[Start TEXT TO READ]
A company is said to be thinly capitalized when a greater proportion of its ‘capital-structure’ is made up of ‘debt’ than of ‘equity’. The interest payments generated on ‘debt capital’ is treated as a finance charge, and is allowable as a deduction in the taxable corporate income, thereby reducing the corporate tax burden. On the contrary, the dividend distribution tax is payable by enterprises on their after-tax profits, and if there is no profit dividend is not payable.

Hence, higher proportion of debt results in tax avoidance. To prevent such abuse, separate rules had been introduced in many countries. These rules are known as ‘thin capitalization rules’.

2. THIN CAPITALIZATION IN WORLD

Tax-authorities in several countries treat ‘debts’ accepted beyond certain limits from controlling shareholders as ‘veiled-capital’ and term it as ‘thin capital’(also known as ‘hidden capital’) to distinguish it from normal loans. Interest paid on that part of the debt which is rechristened as ‘thin capital’ will be treated as ‘dividend’. Dividend, being expenditure disallowed, will be added back to the total income of the company and assessed to tax. This way, the tax avoided is restored by restructuring ‘debt’ into ‘thin cap’ and ‘debt’. This sort of capital-structure is recognized only for the purpose of Tax Legislation.

Many countries like Australia, Germany, France, Japan, China and USA have incorporated specific Thin Capitalization rules in their jurisdiction to deter erosion of the tax base through excessive interest payments.

But, since the concept stands in the way of free flow of investment, many other countries have not yet recognized it. India is one among them. Indian Tax Legislation does not have separate rules for ‘thin capital’-neither does it directly recognize the concept.

3. POSITION IN INDIA

It is pertinent to note that ‘foreign investors’ can take advantage of the same and invest in India. The deduction of tax at source on interest payment to foreign company is 5% under Section 194LC of the Income Tax Act, 1961 (“the Act”) otherwise at the “rates in force” under Section 195(1) of the Act while in Double Taxation Avoidance Agreement (“DTAA”), the withholding tax rate lies in the range of 10%-20% with the treaty countries.

On top of it, the dividend paid by an Indian Company are subject to Dividend Distribution Tax (“DDT”) under Section 115-O of the Act at an effective rate of 16.995%.  In this regard, it is worthwhile to refer to the second proviso to Section 195(1) of the Act. The relevant extract has been reproduced below:

“Provided further that no such deduction shall be made in respect of any dividends referred to in Section 115-O”

Further, reference may be had to Section 10(34) of the Act. The relevant extract has been reproduced below:

“In computing the total income of a previous year of any person, any income falling within any of the following clauses shall not be included—

(1).....

(2)....

(34) any income by way of dividends referred to in section 115-O;”

From the perusal of the above, it can be seen that the aforesaid remittance of dividend is not taxable after paying tax on distributed profits at an effective rate of 16.995% in terms of Section 115-O of the Act. To avoid double taxation (Corporate tax and DDT) of the Corporate Income, the Foreign Company can claim credit on the tax paid in India with reference to Underlying Tax Credit method while the credit would be available for DDT or not is not free from doubt.
[End TEXT TO READ]
[Start LISTED RECORDS]
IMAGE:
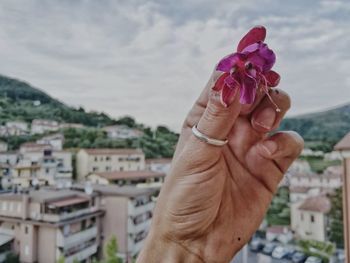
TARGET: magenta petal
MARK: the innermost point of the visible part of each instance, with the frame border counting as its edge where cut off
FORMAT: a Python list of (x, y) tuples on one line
[(248, 90), (227, 95), (261, 56), (228, 62), (230, 81)]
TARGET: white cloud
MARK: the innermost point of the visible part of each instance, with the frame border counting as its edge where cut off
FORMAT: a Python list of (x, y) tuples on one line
[(151, 59)]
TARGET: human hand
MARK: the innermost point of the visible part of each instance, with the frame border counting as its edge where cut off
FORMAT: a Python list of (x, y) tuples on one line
[(215, 198)]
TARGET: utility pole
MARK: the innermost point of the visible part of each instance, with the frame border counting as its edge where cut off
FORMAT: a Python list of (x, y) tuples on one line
[(343, 146)]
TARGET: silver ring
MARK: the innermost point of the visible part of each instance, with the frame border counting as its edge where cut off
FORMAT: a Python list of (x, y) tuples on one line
[(206, 139)]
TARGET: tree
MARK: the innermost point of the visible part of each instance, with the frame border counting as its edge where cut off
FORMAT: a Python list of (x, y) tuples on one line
[(111, 250), (336, 233)]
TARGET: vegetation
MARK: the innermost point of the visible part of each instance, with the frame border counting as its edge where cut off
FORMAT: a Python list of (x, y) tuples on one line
[(323, 250), (279, 210), (11, 258), (18, 102), (336, 234), (321, 130), (319, 164)]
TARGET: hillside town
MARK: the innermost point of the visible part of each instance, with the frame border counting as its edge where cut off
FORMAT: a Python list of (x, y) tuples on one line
[(79, 199)]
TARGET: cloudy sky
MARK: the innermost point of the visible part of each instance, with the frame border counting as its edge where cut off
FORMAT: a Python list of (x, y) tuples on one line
[(150, 59)]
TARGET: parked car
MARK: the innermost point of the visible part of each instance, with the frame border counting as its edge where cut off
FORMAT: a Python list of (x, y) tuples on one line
[(256, 245), (280, 252), (268, 249), (299, 257), (313, 260)]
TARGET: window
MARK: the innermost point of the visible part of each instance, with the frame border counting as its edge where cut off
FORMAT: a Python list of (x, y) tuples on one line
[(312, 218)]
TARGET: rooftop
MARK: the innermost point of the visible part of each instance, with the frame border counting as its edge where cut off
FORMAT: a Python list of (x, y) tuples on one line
[(45, 195), (129, 175), (159, 160), (127, 191), (343, 144), (112, 151), (320, 204)]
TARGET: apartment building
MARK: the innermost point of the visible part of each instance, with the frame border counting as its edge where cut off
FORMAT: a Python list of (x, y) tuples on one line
[(331, 178), (3, 146), (122, 132), (139, 178), (47, 224), (42, 126), (34, 165), (55, 140), (309, 217), (128, 214), (108, 160), (161, 165)]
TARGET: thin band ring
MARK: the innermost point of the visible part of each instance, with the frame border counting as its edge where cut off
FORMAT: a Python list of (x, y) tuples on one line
[(206, 139)]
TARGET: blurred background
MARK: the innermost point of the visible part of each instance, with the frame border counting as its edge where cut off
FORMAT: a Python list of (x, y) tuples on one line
[(92, 98)]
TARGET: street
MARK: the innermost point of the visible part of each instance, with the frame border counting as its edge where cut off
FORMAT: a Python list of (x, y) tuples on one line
[(256, 258)]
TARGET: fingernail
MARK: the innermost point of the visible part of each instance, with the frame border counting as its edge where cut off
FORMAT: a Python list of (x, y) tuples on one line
[(266, 118), (270, 147)]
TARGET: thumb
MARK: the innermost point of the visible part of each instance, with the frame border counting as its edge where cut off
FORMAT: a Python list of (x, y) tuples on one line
[(218, 119)]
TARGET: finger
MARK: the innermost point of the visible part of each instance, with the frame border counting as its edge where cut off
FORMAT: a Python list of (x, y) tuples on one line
[(269, 160), (201, 103), (218, 119), (265, 118), (283, 148)]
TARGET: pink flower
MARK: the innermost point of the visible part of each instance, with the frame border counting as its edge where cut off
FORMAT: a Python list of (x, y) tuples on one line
[(248, 69)]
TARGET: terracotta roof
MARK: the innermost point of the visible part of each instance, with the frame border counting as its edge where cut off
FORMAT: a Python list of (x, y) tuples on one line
[(343, 144), (278, 229), (159, 160), (113, 151), (129, 175), (115, 190), (69, 201), (320, 204), (297, 189)]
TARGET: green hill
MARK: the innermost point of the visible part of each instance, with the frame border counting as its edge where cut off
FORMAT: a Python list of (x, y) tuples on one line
[(20, 101), (321, 130)]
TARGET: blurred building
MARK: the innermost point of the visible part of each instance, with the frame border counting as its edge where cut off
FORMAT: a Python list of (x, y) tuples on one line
[(309, 218), (108, 160), (3, 146), (42, 126), (343, 147), (138, 178), (161, 165), (55, 140), (47, 224), (122, 132)]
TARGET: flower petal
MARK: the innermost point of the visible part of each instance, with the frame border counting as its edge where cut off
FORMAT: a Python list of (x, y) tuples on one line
[(248, 90), (261, 56), (219, 84), (256, 34), (272, 78), (227, 94), (228, 62)]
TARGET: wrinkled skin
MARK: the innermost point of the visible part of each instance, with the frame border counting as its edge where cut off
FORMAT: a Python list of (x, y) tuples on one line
[(215, 198)]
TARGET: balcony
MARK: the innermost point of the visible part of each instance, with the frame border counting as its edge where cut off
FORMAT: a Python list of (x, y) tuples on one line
[(140, 209), (64, 216), (144, 226), (82, 254), (76, 238)]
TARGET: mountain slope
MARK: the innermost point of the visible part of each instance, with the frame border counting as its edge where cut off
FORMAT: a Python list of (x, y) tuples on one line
[(18, 100), (327, 126)]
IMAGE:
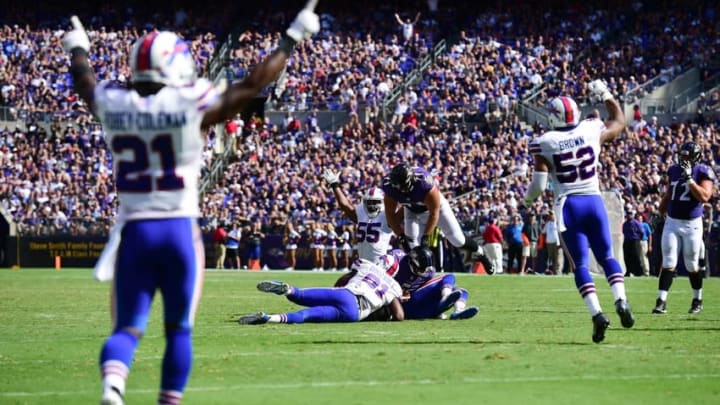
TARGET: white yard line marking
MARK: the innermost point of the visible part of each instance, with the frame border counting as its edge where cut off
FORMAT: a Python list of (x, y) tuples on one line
[(373, 383)]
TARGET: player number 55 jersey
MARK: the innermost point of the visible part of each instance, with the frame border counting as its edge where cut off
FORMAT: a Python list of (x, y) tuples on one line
[(156, 145), (573, 156)]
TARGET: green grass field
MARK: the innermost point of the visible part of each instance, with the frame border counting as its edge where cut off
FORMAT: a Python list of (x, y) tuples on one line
[(530, 344)]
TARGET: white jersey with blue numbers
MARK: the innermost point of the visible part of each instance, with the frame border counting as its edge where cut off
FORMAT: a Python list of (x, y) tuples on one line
[(372, 235), (573, 156), (157, 147), (372, 283)]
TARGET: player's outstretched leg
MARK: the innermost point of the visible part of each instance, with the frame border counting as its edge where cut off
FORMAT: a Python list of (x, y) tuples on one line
[(275, 287), (600, 324), (254, 319), (461, 311)]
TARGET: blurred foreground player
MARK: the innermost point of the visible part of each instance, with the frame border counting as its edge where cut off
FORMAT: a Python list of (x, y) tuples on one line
[(569, 154), (154, 128)]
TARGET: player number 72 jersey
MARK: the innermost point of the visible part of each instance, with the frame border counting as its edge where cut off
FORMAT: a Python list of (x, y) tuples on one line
[(374, 285)]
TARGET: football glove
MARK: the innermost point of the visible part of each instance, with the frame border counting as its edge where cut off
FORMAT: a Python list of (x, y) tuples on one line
[(599, 91), (305, 24), (528, 203), (686, 167), (404, 242), (77, 37), (331, 177)]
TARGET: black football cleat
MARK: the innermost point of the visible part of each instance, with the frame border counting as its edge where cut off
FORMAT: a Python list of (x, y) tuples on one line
[(623, 310), (600, 324), (660, 307), (695, 307)]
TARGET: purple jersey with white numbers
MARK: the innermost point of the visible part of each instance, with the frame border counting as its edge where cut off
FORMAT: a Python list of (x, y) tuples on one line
[(573, 156), (682, 203), (414, 200)]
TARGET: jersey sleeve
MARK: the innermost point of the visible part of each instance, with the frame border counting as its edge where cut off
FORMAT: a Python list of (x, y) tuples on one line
[(705, 173), (202, 94)]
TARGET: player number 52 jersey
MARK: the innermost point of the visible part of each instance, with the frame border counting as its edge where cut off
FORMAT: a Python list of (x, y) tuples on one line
[(372, 283), (156, 146), (573, 156)]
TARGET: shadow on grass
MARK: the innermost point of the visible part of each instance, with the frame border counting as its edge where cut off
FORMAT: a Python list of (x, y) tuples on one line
[(435, 342)]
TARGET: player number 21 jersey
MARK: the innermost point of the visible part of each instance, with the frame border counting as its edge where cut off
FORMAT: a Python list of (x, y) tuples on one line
[(573, 156), (157, 147)]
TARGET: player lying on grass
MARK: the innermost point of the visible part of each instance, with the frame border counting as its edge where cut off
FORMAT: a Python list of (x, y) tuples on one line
[(425, 294), (368, 290)]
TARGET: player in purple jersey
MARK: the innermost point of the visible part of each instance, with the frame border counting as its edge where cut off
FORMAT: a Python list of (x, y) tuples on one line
[(424, 209), (569, 156), (154, 129), (690, 185), (368, 289), (426, 295)]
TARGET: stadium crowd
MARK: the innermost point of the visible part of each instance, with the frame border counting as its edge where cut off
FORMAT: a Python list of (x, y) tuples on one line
[(459, 121)]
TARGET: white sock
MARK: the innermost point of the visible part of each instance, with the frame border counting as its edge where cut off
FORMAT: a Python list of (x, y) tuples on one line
[(114, 374), (618, 290), (593, 304)]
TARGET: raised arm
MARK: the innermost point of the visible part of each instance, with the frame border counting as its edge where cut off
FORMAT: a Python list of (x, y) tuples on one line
[(333, 180), (236, 97)]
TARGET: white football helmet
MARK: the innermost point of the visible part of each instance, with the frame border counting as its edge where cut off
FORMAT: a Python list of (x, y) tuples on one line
[(162, 57), (373, 201), (388, 263), (563, 112)]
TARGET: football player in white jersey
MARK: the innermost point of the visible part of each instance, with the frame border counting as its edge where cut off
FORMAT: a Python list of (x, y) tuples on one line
[(373, 234), (368, 290), (154, 129), (568, 154)]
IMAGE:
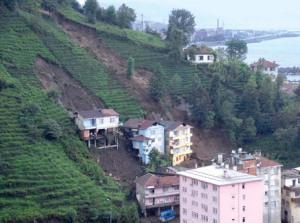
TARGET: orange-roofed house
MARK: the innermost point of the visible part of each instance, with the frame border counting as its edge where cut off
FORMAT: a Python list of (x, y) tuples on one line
[(157, 193), (265, 66), (95, 124)]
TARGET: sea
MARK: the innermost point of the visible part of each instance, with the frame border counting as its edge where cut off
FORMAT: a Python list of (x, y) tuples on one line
[(283, 51)]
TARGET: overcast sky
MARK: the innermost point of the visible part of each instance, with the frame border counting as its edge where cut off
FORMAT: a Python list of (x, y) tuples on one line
[(234, 14)]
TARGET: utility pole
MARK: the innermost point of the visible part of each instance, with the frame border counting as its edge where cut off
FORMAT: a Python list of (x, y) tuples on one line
[(110, 214)]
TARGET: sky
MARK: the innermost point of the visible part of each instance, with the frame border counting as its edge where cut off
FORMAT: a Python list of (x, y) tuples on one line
[(233, 14)]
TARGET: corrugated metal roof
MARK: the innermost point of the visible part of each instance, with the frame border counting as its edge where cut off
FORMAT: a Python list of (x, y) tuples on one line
[(150, 179), (215, 175)]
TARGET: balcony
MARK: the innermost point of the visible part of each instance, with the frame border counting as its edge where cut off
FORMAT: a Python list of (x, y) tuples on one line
[(157, 205)]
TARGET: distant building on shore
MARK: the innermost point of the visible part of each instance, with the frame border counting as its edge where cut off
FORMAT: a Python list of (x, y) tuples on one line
[(266, 67)]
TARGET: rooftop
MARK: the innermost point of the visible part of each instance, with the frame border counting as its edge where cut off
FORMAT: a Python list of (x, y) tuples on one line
[(172, 125), (97, 113), (150, 179), (215, 175), (265, 63)]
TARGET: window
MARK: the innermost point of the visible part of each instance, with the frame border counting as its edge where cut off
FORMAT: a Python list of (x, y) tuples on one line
[(176, 187), (215, 210), (194, 182), (194, 214), (203, 195), (204, 185), (215, 188), (204, 207), (195, 203)]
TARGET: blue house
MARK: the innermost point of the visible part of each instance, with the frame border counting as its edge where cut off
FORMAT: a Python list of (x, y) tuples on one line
[(146, 135)]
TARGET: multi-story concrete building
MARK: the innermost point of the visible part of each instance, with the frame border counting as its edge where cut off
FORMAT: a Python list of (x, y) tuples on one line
[(178, 141), (268, 170), (155, 193), (219, 195), (290, 195), (145, 135)]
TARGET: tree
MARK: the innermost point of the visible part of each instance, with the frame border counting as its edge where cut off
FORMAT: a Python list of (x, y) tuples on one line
[(183, 20), (110, 15), (49, 5), (236, 49), (248, 131), (52, 129), (155, 159), (175, 44), (249, 102), (125, 17), (130, 67), (157, 85), (90, 9)]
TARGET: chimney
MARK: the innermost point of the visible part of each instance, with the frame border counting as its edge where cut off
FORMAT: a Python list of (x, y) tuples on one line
[(158, 180), (220, 157), (225, 173)]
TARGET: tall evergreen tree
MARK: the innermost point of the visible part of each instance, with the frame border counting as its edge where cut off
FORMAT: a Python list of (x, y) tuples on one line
[(130, 67), (90, 9), (157, 85)]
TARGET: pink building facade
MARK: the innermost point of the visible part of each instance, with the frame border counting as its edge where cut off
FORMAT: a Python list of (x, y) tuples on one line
[(155, 193), (217, 195)]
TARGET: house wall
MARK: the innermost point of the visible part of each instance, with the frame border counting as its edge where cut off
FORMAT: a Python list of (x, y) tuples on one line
[(207, 202), (162, 196), (179, 145), (202, 58), (98, 123), (271, 194), (290, 209), (157, 133)]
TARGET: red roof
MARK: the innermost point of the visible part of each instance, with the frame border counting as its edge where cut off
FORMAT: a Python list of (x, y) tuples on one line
[(157, 181), (264, 63), (265, 162), (97, 113), (140, 138), (139, 123)]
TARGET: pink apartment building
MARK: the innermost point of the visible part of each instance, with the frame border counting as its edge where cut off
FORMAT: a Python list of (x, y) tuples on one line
[(156, 193), (215, 194)]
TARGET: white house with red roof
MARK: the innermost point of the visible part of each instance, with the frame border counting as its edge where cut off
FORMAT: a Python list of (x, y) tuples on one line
[(96, 123), (145, 135), (202, 55), (155, 193), (265, 66)]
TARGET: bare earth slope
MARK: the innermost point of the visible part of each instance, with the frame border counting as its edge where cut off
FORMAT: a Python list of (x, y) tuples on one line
[(117, 163)]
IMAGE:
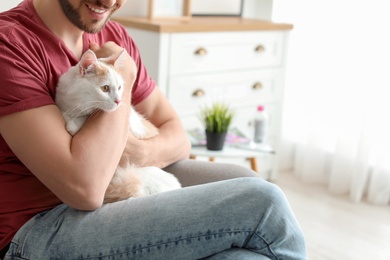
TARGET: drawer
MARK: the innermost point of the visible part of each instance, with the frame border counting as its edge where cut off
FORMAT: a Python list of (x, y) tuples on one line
[(219, 51), (188, 94)]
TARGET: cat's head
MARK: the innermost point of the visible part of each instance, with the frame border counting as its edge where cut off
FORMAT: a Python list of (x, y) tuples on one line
[(102, 85)]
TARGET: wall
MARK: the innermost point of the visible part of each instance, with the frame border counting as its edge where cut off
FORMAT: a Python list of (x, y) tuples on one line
[(8, 4), (258, 9)]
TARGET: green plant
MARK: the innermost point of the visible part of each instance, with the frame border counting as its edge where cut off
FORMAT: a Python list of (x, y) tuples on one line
[(216, 118)]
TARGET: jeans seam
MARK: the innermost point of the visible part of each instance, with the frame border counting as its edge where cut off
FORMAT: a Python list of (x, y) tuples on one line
[(174, 242), (268, 245)]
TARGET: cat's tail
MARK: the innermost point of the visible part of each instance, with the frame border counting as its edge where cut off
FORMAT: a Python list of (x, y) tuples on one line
[(124, 185)]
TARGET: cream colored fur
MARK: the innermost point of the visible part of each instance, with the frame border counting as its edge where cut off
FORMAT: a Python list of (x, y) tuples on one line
[(80, 93)]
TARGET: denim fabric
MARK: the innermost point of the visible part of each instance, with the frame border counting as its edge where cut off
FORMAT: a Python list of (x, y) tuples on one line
[(191, 223)]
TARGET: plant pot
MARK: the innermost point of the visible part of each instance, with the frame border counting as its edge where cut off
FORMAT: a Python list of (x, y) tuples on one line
[(215, 141)]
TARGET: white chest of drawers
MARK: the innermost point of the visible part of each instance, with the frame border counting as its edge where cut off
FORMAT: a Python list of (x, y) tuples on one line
[(238, 61)]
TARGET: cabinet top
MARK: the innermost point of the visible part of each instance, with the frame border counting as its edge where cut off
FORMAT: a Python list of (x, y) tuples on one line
[(201, 24)]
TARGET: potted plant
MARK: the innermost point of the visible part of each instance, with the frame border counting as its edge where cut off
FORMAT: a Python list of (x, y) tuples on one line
[(216, 120)]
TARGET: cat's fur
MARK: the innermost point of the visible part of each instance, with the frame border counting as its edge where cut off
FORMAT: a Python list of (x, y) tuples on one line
[(94, 84)]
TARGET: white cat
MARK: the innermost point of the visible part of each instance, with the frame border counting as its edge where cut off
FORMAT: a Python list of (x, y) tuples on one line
[(94, 84)]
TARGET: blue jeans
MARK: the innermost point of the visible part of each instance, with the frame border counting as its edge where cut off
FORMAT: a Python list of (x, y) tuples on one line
[(241, 218)]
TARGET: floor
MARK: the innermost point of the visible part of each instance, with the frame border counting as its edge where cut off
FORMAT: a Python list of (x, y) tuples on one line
[(336, 228)]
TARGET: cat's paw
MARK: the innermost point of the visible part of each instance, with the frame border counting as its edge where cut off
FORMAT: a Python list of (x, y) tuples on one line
[(154, 180)]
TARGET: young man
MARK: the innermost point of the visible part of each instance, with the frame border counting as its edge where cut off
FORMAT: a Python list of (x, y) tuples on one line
[(52, 184)]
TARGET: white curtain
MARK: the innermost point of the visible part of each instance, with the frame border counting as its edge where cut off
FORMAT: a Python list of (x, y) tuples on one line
[(336, 127)]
[End LISTED RECORDS]
** OBJECTIVE **
Continue the piece on thin capitalization rules and their position in India, starting right after its final sentence.

** RESULT BELOW **
Chapter X of the Income Tax Act, 1961 provides special provisions relating to Avoidance of Tax. But it does not recognize ‘thin cap’. Also the Act is silent on taxing deemed dividend in the place of interest paid to ‘thin capital’, even though it defines certain other dividends, under section 2(22), which are deemed as dividend. In other words the Act defines deemed dividend, but does not include interest on ‘thin cap’.

In this regard, reference can be made to Bombay High Court decision in the case of  Director of Income-tax, International Taxation-II, Mumbai v. Besix Kier Dabhol SA [ITA No. 776 of 2011] wherein the facts are as follows:

“Assessee, a non-resident company had borrowed money from its shareholders in same ratio as equity shareholding resulting in abnormal debt-equity ratio of 248:1. Revenue's contended that debt was to be re-characterised as equity and interest payment thereon disallowed. The High Court ruled in favour of assessee and held that since there are no thin capitalization rules in force, interest payment on debt capital to shareholders could not be disallowed”

4. Foreign Exchange Management Act, 1999 (FEMA) and Regulations

It would be pertinent to note that the RBI Master Circular No. 12/2013-14 on External Commercial Borrowings (ECB) and Trade Credits stipulates a debt equity ratio of 4 : 1 for borrowings by Indian Entity from ‘‘Recognized Lenders’’ in excess of US $ 5 Million from ‘‘Foreign Equity Holders’’. The Foreign Equity Holders should hold a minimum of 25% of the paid-up equity of the eligible borrower. Further the regulations clarify ‘‘i.e. borrowing the proposed ECB not exceeding four times the direct foreign equity holding’’. This adds a new dimension to the basic question of Debt Equity ratio. This circular will stand withdrawn on July 1, 2014 and be replaced by an updated Master Circular on the subject.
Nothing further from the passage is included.